--- Exercise description ---
Could you copy every line of the entries below word for word, leaving the pictures out of your answer?

○ ○ ○

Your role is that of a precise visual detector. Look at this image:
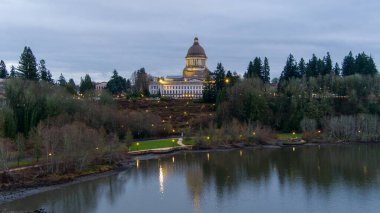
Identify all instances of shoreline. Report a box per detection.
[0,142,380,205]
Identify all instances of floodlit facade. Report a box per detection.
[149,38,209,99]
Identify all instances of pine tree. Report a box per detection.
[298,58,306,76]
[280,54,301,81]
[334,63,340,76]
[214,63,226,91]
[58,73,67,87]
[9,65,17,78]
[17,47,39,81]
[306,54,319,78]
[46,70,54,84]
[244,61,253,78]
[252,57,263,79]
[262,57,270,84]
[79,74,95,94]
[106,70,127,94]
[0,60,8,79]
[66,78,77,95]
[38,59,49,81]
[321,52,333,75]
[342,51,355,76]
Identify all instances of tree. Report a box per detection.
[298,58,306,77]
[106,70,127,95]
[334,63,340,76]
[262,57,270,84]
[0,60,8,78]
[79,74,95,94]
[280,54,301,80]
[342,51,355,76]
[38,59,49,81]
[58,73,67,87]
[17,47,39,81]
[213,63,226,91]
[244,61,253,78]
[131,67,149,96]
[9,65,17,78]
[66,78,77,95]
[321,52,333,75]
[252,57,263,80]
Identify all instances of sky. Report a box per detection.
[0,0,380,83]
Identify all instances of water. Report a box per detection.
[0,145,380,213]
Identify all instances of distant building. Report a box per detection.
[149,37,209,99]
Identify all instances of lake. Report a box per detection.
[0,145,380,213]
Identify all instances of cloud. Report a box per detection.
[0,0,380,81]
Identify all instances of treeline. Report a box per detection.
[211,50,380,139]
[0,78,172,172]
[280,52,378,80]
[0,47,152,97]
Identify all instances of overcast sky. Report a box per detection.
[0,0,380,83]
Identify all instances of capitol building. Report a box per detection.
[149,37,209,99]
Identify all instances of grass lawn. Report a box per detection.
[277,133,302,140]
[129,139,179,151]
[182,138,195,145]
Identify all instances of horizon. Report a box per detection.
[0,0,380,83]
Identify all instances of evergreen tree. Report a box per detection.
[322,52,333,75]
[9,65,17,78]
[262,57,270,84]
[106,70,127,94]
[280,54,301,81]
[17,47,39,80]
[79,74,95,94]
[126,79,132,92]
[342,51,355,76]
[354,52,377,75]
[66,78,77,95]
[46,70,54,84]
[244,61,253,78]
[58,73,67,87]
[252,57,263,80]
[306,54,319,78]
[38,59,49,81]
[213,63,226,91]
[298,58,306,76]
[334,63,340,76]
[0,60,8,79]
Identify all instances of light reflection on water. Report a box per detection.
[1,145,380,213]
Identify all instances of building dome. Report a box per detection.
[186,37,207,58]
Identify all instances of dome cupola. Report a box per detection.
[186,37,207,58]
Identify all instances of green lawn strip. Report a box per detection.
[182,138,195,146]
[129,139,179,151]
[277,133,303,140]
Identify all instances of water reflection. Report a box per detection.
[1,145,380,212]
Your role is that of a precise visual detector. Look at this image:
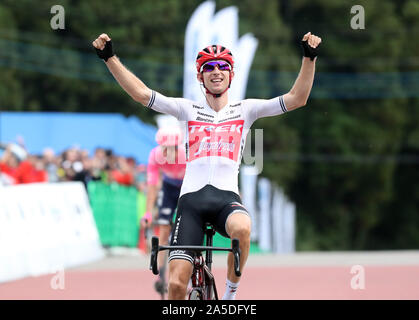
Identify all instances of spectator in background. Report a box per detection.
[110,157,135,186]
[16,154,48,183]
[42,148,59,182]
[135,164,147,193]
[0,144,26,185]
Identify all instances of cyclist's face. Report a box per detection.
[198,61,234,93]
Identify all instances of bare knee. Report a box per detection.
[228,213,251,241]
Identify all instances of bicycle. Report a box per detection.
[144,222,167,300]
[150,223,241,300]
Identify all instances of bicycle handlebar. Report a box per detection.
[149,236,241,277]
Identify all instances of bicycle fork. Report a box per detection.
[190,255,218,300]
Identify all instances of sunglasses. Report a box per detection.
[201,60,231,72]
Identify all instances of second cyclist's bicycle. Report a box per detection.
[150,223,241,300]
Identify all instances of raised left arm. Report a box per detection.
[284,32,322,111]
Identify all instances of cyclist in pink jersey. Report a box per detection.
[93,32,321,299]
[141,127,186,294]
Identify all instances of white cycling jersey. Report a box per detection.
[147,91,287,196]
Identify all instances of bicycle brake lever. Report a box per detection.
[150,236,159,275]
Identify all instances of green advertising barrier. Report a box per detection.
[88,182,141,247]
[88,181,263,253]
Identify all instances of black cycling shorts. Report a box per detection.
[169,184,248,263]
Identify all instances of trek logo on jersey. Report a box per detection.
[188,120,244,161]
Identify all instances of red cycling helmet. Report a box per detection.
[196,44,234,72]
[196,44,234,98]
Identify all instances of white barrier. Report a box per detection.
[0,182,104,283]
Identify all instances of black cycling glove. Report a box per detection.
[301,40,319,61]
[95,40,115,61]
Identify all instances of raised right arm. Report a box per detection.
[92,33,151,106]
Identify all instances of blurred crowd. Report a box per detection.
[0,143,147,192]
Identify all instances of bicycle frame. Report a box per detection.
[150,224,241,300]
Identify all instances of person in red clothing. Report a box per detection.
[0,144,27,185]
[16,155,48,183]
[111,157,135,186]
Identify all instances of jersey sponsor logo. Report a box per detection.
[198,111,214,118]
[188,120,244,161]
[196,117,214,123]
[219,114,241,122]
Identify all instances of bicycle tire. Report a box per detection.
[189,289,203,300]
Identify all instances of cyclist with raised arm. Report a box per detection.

○ ○ ○

--- Exercise output ---
Your role is that of a precise visual detector. Look at this image:
Identify all instances of shoreline. Report a box per detection.
[0,142,380,205]
Identify all instances of floodlit facade. Report a box per detection.
[149,38,209,99]
Identify all instances of pine tree. Report a box per detection.
[298,58,306,76]
[280,54,301,81]
[334,63,340,76]
[214,63,226,91]
[58,73,67,87]
[9,65,17,78]
[17,47,39,81]
[306,54,319,78]
[46,70,54,84]
[244,61,253,78]
[252,57,263,79]
[262,57,270,84]
[79,74,95,94]
[106,70,127,94]
[0,60,8,79]
[66,78,77,95]
[38,59,49,81]
[321,52,333,75]
[342,51,355,76]
Identify all instances of tree. Report a box per detection.
[298,58,306,77]
[106,70,127,95]
[334,63,340,76]
[262,57,270,84]
[0,60,8,78]
[79,74,95,94]
[280,54,301,80]
[342,51,355,76]
[38,59,49,81]
[58,73,67,87]
[17,47,39,81]
[213,63,226,91]
[244,61,253,78]
[131,67,149,96]
[9,65,17,78]
[66,78,77,95]
[321,52,333,75]
[252,57,263,80]
Identify all instances of sky. Report a box per detection.
[0,0,380,83]
Identify all instances of water. Report a box per detection.
[0,145,380,213]
Identify all instances of distant building. Report a box per detection.
[149,37,209,99]
Identify all instances of lake. Report a box per detection.
[0,145,380,213]
Identify all instances of cloud. Report a box per detection.
[0,0,380,81]
Identify all instances of treeline. Report a box per detection.
[211,50,380,139]
[0,78,172,172]
[280,52,378,80]
[0,47,152,97]
Identify all instances of overcast sky. Report a box per detection.
[0,0,380,83]
Identify all instances of capitol building. Report a box per detection.
[149,37,209,99]
Identify all instances of grass lawn. Report a box per detection.
[277,133,302,140]
[129,139,179,151]
[182,138,195,145]
Identify all instances of horizon. Report a box per detection.
[0,0,380,83]
Identify all instances of evergreen tree. Report a box per detection.
[322,52,333,75]
[9,65,17,78]
[262,57,270,84]
[106,70,127,94]
[280,54,301,81]
[17,47,39,80]
[79,74,95,94]
[126,79,132,92]
[342,51,355,76]
[354,52,377,75]
[66,78,77,95]
[46,70,54,84]
[244,61,253,78]
[58,73,67,87]
[252,57,263,80]
[306,54,319,78]
[38,59,49,81]
[213,63,226,91]
[298,58,306,76]
[334,63,340,76]
[0,60,8,79]
Identify all instances of light reflection on water. Report a box per detection.
[1,145,380,213]
Identify all instances of building dome. Report a box per detection.
[186,37,207,58]
Identify all instances of dome cupola. Report a box per detection.
[186,37,207,58]
Identify all instances of green lawn strip. Report a box per detection.
[182,138,195,146]
[129,139,179,151]
[277,133,303,140]
Identify all instances of water reflection. Report a box per detection.
[1,145,380,212]
Your role is that of a precise visual detector. Look at this image:
Identify all instances of spectator in background. Report a box per detection.
[110,157,135,186]
[16,154,48,183]
[42,148,59,182]
[135,164,147,193]
[0,144,26,185]
Identify all instances of cyclist's face. Report a box per detection.
[198,61,234,93]
Identify all instances of bare knee. Report a box per detection.
[228,213,251,241]
Identify all instances of bicycle. Report a box per detection.
[144,222,167,300]
[150,223,241,300]
Identify all instances of bicycle handlebar. Report a box per detection.
[149,236,241,277]
Identify all instances of bicycle fork. Report a box per detection.
[190,255,218,300]
Identify all instances of sunglasses. Report a box per detection.
[201,60,231,72]
Identify all instances of second cyclist's bicycle. Report a box per detection.
[150,223,241,300]
Identify all instances of raised left arm. Report a box per detection.
[284,32,322,111]
Identify all instances of cyclist in pink jersey. Report a box per detection.
[93,32,321,299]
[141,127,186,294]
Identify all instances of white cycling jersey. Report a box per detection.
[147,91,287,196]
Identify all instances of bicycle brake lever. Report a box per detection.
[150,236,159,275]
Identify all instances of green advertising barrier. Report a box per detection.
[88,182,141,247]
[88,181,263,253]
Identify all instances of black cycling shorts. Report a box per detection.
[169,184,248,263]
Identify all instances of trek logo on jersey. Report a box per detection.
[188,120,244,161]
Identify all instances of red cycling helmet. Report a box per detection.
[196,44,234,72]
[196,44,234,98]
Identify all instances of white barrier. Report a box per detection.
[0,182,104,283]
Identify all instances of black cycling glove. Report a box per detection.
[301,40,319,61]
[95,40,115,61]
Identify all instances of raised right arm. Report a box per detection.
[92,33,151,106]
Identify all instances of blurred crowd. Report a box per detection.
[0,143,147,192]
Identify all instances of bicycle frame. Report a box per detection.
[150,224,241,300]
Identify all instances of person in red clothing. Report a box per detection.
[0,144,27,185]
[16,155,48,183]
[111,157,135,186]
Identify all instances of jersey sponsor logo. Report a box per detection.
[198,111,214,118]
[188,120,244,161]
[196,117,214,123]
[219,114,241,122]
Identify all instances of bicycle tire. Report a box per detection.
[189,289,203,300]
Identify all instances of cyclist with raised arm. Report a box per detection.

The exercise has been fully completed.